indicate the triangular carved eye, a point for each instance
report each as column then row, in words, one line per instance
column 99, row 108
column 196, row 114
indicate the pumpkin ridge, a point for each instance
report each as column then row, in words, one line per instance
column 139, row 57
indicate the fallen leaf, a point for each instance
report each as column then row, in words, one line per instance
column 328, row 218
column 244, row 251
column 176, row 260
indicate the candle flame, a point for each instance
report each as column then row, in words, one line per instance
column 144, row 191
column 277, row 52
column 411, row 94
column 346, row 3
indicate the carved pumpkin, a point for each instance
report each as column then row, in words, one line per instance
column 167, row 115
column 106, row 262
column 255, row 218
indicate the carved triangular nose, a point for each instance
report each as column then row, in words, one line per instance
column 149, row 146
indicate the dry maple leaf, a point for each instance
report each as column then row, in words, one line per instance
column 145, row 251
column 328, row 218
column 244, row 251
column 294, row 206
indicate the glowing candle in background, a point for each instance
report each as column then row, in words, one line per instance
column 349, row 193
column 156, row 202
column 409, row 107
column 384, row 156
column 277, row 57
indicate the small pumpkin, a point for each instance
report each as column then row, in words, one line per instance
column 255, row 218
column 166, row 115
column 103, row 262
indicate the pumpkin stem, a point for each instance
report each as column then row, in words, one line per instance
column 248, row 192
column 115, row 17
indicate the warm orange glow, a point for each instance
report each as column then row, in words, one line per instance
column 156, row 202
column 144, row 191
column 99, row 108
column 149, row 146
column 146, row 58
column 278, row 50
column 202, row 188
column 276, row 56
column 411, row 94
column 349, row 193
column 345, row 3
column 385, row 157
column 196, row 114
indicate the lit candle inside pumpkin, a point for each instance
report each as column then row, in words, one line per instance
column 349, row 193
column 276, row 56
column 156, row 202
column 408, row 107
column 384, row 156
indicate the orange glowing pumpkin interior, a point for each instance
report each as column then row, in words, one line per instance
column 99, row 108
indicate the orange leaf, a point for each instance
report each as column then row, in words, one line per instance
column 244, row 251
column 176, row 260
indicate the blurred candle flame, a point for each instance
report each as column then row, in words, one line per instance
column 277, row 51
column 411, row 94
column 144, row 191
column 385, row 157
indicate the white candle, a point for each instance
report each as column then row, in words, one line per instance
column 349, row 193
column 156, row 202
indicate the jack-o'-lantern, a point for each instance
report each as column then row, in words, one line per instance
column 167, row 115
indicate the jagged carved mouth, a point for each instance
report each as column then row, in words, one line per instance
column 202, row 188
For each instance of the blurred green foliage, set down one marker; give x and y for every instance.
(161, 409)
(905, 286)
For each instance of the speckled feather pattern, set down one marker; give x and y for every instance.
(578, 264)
■ ■ ■
*What you will do:* Please reproduce all of the items above word for word.

*Completed exercise:*
indicate the triangular carved eye, a point for each instance
report each as column then row, in words, one line per instance
column 99, row 108
column 196, row 114
indicate the pumpkin ridge, a point for each instance
report each as column then row, in words, one line per instance
column 139, row 57
indicate the fallen leaf, a point for each instance
report each as column then row, in words, one line per instance
column 328, row 218
column 244, row 251
column 176, row 260
indicate the candle flame, a point for each instance
report each as column then row, in words, one line per instance
column 144, row 191
column 277, row 52
column 411, row 94
column 346, row 3
indicate the carved pumpkin, a point for each instance
report each as column then row, in words, one line per instance
column 167, row 115
column 106, row 262
column 255, row 218
indicate the carved triangular nose, a point for each instance
report each as column then row, in words, one line per instance
column 149, row 146
indicate the dry maple leaf, a point for each instance
report each as column then row, in words, one line per instance
column 145, row 251
column 328, row 218
column 244, row 251
column 294, row 206
indicate the glowing candle in background, a point for each instance
report each as column then row, in words, one line per instance
column 349, row 193
column 156, row 202
column 409, row 107
column 384, row 156
column 277, row 57
indicate the small pumpkin, a point for each instance
report each as column then row, in words, one line per instance
column 255, row 218
column 166, row 115
column 103, row 262
indicate the pumpkin stem, a point for each instance
report each as column then row, in words, one line per instance
column 248, row 192
column 115, row 17
indicate the warm orange glow, a point for each instance
report each as column then row, in words, one line per instance
column 156, row 202
column 144, row 191
column 99, row 108
column 149, row 146
column 146, row 58
column 278, row 50
column 202, row 188
column 276, row 56
column 411, row 94
column 349, row 193
column 345, row 3
column 385, row 157
column 196, row 114
indicate the lit candle inside pumpkin, a point for each instance
report each as column then row, in words, one line per instance
column 349, row 193
column 276, row 56
column 156, row 202
column 408, row 107
column 384, row 156
indicate the orange glowing pumpkin interior, a point for each instance
report each as column then row, in words, one line per instance
column 99, row 108
indicate the orange leaf, a point for each instance
report each as column then row, in words, one line per instance
column 244, row 251
column 176, row 260
indicate the blurred candle flame, a point for each instance
report each as column then row, in words, one line per instance
column 277, row 51
column 411, row 94
column 144, row 191
column 385, row 157
indicate the white candle, a point for each instance
report each as column then row, in words, one line per instance
column 349, row 193
column 156, row 202
indicate the jack-o'-lantern, a point for each instance
report each as column then row, in words, one line per instance
column 167, row 115
indicate the jagged carved mouth, a point for each instance
report each as column then row, in words, one line per instance
column 202, row 188
For each instance of the blurred green foliage, set down one marker; give x and y for every instance.
(161, 409)
(905, 286)
For each instance of the speckled feather pattern, set down one marker; give x and y for every instance.
(578, 264)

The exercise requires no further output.